What needs to be done: Pull out the lines of the entries below, from the line with "Drop one marker on each instance of the shaved" up to and including the line with "[[342, 139], [335, 179]]", and reproduce them word for word.

— START Record extracts —

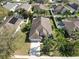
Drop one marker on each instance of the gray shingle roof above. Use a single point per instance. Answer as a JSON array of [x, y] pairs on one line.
[[40, 26], [9, 5]]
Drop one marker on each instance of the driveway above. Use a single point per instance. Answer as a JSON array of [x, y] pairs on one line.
[[35, 49]]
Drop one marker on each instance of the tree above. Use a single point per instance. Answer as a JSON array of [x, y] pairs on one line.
[[67, 49], [10, 13], [6, 45]]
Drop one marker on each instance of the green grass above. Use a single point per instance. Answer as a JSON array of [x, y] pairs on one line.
[[22, 47], [3, 13]]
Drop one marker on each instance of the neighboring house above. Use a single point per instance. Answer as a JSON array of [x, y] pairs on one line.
[[25, 6], [41, 27], [11, 6]]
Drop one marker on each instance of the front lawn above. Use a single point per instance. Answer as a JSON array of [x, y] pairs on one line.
[[22, 47], [3, 13]]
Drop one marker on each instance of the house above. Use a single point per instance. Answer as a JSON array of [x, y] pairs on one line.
[[25, 6], [71, 26], [13, 23], [41, 27], [59, 23], [59, 9], [73, 7], [11, 6]]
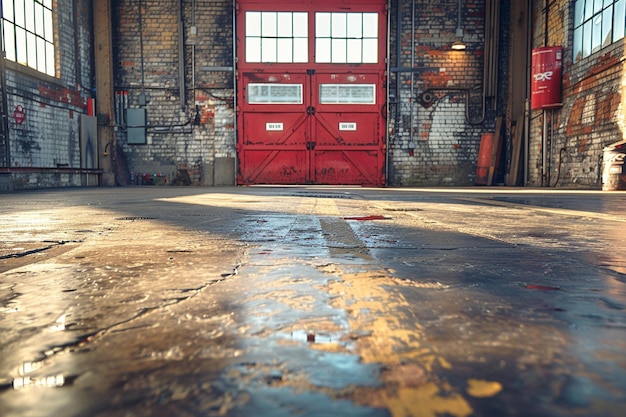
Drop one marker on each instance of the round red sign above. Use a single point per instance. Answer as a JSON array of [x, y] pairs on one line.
[[19, 114]]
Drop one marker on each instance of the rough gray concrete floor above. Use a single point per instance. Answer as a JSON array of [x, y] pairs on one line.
[[312, 301]]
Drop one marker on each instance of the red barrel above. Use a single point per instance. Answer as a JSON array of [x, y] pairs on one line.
[[546, 67], [484, 159]]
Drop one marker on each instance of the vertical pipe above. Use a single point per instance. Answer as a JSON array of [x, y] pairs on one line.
[[412, 90], [398, 64], [235, 88], [529, 43], [544, 148], [143, 72], [387, 93], [5, 101], [181, 57]]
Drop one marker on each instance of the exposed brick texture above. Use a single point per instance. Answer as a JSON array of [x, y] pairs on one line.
[[593, 112], [434, 144], [184, 135], [48, 137]]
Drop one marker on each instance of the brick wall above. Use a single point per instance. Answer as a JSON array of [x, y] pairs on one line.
[[593, 112], [434, 143], [187, 137], [45, 146]]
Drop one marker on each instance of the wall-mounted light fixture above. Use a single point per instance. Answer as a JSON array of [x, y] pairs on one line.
[[458, 44]]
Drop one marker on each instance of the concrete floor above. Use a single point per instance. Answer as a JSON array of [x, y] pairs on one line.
[[312, 301]]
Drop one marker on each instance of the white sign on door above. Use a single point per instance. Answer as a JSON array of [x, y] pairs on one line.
[[273, 126], [347, 126]]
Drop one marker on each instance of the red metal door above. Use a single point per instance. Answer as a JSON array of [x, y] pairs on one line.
[[311, 92]]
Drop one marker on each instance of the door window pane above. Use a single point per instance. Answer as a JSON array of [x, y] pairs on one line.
[[347, 94], [272, 36], [265, 93], [346, 38]]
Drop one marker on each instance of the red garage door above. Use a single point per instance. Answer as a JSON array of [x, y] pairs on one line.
[[311, 92]]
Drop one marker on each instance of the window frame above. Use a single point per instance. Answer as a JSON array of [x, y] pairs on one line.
[[28, 34], [591, 31]]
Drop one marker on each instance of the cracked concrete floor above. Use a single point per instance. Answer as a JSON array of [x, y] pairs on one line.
[[312, 301]]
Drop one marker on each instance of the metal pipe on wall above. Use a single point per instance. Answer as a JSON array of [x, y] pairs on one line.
[[5, 101], [387, 93], [181, 57], [235, 104], [412, 90]]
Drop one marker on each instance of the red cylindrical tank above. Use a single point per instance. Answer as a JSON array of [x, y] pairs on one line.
[[545, 81], [484, 159]]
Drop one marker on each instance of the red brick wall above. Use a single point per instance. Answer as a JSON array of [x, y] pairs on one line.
[[435, 144], [591, 117]]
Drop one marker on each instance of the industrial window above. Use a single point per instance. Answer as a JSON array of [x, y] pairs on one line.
[[347, 94], [346, 38], [277, 37], [597, 24], [264, 93], [28, 33]]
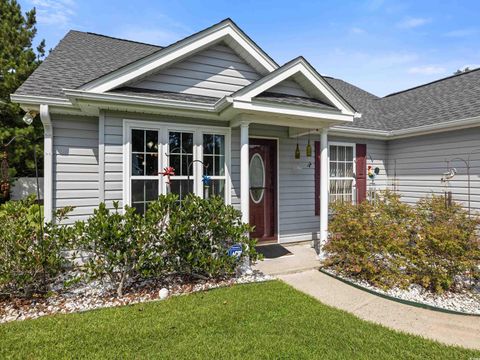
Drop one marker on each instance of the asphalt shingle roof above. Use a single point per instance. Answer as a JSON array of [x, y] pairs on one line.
[[81, 57]]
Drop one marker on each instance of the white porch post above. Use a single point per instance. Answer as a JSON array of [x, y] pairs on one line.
[[244, 172], [323, 186]]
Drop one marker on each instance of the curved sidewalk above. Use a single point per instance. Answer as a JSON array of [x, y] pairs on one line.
[[451, 329]]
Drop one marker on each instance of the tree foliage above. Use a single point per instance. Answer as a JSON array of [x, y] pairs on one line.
[[18, 59]]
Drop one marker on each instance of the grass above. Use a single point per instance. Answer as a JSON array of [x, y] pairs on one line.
[[256, 321]]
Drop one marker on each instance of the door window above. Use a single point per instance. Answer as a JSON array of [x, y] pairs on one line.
[[257, 178]]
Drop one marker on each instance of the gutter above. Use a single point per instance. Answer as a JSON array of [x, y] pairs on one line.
[[410, 132], [47, 162], [137, 100]]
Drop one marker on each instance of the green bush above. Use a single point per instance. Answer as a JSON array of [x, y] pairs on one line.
[[369, 241], [446, 246], [199, 234], [28, 261], [113, 242], [389, 243], [191, 237]]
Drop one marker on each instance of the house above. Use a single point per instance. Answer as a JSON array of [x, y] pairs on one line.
[[278, 142]]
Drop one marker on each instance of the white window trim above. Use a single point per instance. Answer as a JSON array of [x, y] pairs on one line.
[[164, 128], [354, 183]]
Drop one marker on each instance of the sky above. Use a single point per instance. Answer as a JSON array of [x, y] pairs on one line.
[[381, 46]]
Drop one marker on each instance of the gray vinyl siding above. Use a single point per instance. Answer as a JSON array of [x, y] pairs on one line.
[[216, 71], [289, 87], [419, 163], [296, 187], [75, 164]]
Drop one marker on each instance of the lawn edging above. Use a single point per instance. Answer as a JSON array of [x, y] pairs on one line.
[[393, 298]]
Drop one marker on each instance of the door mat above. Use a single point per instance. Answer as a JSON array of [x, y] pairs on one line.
[[272, 251]]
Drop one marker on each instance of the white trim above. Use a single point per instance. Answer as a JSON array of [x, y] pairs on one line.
[[226, 30], [47, 162], [37, 100], [311, 113], [409, 132], [164, 128], [277, 139], [101, 157], [245, 171], [324, 186]]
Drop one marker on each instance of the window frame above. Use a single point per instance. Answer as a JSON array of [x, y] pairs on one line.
[[164, 129], [354, 162]]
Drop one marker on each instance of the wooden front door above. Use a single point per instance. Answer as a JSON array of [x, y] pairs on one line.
[[263, 189]]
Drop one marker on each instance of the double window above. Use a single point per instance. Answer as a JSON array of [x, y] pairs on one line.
[[197, 156], [342, 175]]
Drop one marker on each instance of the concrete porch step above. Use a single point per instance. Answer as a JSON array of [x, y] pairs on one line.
[[303, 258]]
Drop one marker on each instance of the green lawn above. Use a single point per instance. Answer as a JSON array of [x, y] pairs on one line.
[[256, 321]]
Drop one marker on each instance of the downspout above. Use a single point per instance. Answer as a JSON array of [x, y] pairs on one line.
[[47, 163]]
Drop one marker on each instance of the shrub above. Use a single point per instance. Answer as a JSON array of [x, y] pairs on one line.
[[199, 234], [446, 248], [28, 261], [389, 243], [191, 237], [369, 241], [113, 242]]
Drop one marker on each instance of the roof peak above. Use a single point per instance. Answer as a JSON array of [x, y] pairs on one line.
[[432, 82]]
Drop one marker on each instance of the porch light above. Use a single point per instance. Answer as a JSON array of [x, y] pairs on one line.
[[29, 116], [297, 152]]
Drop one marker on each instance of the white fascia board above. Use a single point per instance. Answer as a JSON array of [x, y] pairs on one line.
[[355, 132], [36, 100], [410, 132], [292, 111], [258, 87], [138, 100], [437, 127], [176, 52]]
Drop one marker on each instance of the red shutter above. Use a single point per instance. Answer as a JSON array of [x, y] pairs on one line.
[[361, 172], [317, 178]]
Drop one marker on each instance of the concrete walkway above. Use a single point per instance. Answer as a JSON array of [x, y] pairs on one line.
[[461, 330]]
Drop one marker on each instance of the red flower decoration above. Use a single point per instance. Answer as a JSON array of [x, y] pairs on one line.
[[168, 171]]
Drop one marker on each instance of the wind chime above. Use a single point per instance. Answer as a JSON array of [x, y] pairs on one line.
[[4, 180]]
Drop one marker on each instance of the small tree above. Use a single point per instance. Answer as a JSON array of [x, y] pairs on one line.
[[18, 60]]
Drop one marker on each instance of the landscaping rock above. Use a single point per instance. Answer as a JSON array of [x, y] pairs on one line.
[[467, 302], [97, 294], [163, 293]]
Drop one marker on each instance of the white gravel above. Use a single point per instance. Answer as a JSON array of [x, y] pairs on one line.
[[467, 302], [97, 294]]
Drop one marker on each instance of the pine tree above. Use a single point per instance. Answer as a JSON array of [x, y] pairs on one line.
[[18, 60]]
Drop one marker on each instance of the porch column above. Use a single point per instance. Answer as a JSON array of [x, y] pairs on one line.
[[244, 172], [324, 175]]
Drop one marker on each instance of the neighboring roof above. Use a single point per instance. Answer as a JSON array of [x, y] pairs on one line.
[[164, 95], [294, 100], [81, 57], [452, 98], [362, 101]]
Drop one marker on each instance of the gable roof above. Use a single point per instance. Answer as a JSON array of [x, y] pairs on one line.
[[320, 89], [83, 57]]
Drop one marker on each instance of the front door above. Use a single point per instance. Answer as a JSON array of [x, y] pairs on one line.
[[263, 189]]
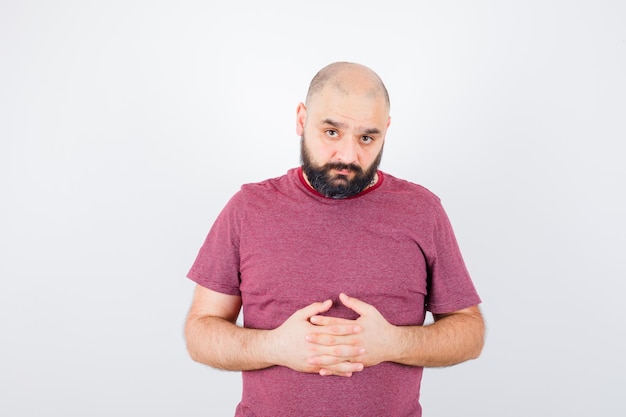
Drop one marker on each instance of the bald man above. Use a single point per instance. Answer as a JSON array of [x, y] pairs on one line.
[[335, 264]]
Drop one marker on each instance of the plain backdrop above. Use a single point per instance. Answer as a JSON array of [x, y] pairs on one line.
[[125, 126]]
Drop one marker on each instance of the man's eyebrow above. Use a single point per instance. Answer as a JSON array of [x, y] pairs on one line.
[[339, 125]]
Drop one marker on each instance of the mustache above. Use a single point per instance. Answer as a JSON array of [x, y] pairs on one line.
[[340, 166]]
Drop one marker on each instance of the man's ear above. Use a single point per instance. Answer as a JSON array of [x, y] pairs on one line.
[[300, 118]]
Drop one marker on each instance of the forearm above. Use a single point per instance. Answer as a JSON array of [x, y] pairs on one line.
[[450, 340], [222, 344]]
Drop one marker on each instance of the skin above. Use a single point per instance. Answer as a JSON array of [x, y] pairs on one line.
[[344, 121]]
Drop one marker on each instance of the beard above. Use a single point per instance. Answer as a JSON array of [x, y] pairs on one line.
[[338, 186]]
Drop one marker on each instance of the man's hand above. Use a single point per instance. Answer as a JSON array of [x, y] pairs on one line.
[[373, 339], [295, 346]]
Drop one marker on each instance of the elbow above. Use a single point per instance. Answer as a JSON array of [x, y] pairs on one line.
[[479, 343], [190, 336]]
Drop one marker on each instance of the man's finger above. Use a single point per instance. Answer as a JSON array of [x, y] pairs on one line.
[[355, 304]]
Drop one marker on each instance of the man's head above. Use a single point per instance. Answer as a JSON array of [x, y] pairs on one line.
[[343, 126]]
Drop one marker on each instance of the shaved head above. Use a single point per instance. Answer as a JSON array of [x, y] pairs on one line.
[[347, 78]]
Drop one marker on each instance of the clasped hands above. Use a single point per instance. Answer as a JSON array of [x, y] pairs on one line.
[[310, 342]]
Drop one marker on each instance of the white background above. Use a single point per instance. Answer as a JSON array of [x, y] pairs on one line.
[[126, 125]]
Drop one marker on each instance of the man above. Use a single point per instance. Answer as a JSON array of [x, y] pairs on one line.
[[335, 264]]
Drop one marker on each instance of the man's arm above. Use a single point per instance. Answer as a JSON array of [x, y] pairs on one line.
[[213, 338], [453, 338]]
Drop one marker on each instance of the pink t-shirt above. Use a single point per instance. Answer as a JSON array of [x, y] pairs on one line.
[[282, 246]]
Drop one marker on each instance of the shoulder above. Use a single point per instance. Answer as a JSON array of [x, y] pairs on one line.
[[407, 189], [270, 185]]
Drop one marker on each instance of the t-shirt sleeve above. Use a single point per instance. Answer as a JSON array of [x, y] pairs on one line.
[[217, 264], [450, 287]]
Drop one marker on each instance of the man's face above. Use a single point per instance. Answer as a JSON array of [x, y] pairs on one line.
[[342, 139], [335, 179]]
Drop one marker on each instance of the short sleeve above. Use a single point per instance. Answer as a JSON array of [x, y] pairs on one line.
[[217, 264], [450, 287]]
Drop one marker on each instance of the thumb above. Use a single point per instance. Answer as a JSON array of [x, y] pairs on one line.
[[354, 304], [315, 308]]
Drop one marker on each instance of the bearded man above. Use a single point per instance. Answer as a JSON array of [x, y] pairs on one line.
[[335, 264]]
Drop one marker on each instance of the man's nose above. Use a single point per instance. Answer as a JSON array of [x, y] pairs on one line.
[[347, 150]]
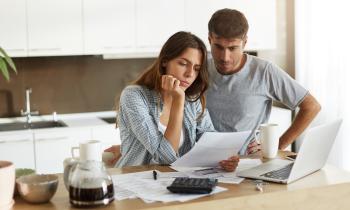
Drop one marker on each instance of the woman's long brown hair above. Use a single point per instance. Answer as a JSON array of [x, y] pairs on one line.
[[173, 48]]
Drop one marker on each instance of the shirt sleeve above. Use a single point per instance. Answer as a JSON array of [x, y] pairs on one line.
[[135, 114], [204, 123], [281, 87]]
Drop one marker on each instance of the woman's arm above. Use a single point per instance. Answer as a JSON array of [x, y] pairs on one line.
[[134, 114], [173, 93]]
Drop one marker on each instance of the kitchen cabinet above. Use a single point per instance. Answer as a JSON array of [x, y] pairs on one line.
[[107, 134], [132, 28], [13, 27], [156, 21], [52, 146], [109, 26], [18, 148], [54, 27], [260, 14]]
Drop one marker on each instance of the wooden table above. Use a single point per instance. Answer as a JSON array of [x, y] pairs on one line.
[[328, 188]]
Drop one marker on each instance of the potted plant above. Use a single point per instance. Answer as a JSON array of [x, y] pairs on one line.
[[5, 61]]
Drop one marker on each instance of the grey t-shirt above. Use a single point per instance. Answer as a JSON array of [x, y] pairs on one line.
[[243, 100]]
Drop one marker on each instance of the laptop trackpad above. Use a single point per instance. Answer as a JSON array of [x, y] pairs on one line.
[[271, 165]]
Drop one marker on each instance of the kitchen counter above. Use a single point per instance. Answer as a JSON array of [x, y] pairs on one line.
[[326, 189], [71, 120]]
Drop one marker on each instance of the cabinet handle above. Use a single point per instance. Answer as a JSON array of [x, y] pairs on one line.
[[52, 139], [44, 49], [14, 141], [116, 47], [14, 50]]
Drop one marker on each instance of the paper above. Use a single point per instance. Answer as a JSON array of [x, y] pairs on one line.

— END Record extracts —

Output for this exercise:
Drop one marker on each instance of the shaved head above. Use a single point per instance. Answer as a JSON array of [x, y] pairs on one line.
[[347, 78]]
Drop one marker on each instance of the clasped hands above. Use a single point per instance. Answer as a JSON array of [x, y] pairs on one line.
[[310, 342]]
Drop one marker on each instance of the white background above. Use a single point per instance. Answer as a JSON array of [x, y] pairs on one line.
[[126, 125]]
Drop one marker on each instance of the man above. Use a single point per instance. Answer as a JSON array of [x, y] pairs on one line.
[[335, 264]]
Drop one marker on each instance of the man's arm above. Use a single point per instance. Answer as a JSON array of [x, y] pairs on one line.
[[213, 338], [453, 338]]
Drop one marker on each instance of the pink t-shirt above. Use a single point per instance. Answer as a JSON array of [x, y] pairs on one line.
[[282, 246]]
Drop one marker on each instance of the shoulder above. Use a single point per instance. Answer as a JSON array of [x, y] pairs on one line.
[[407, 189], [270, 185]]
Drop one marker on each instance of the t-shirt sleeve above. Use a single point per instance. Answer as a JSON array of [x, y] pairs on one line.
[[217, 264], [450, 287]]
Drop one marker on each instance of the man's face above. Use a single point per instance. Answer as a JSON array of [x, y] pairs on one line.
[[342, 139], [335, 179]]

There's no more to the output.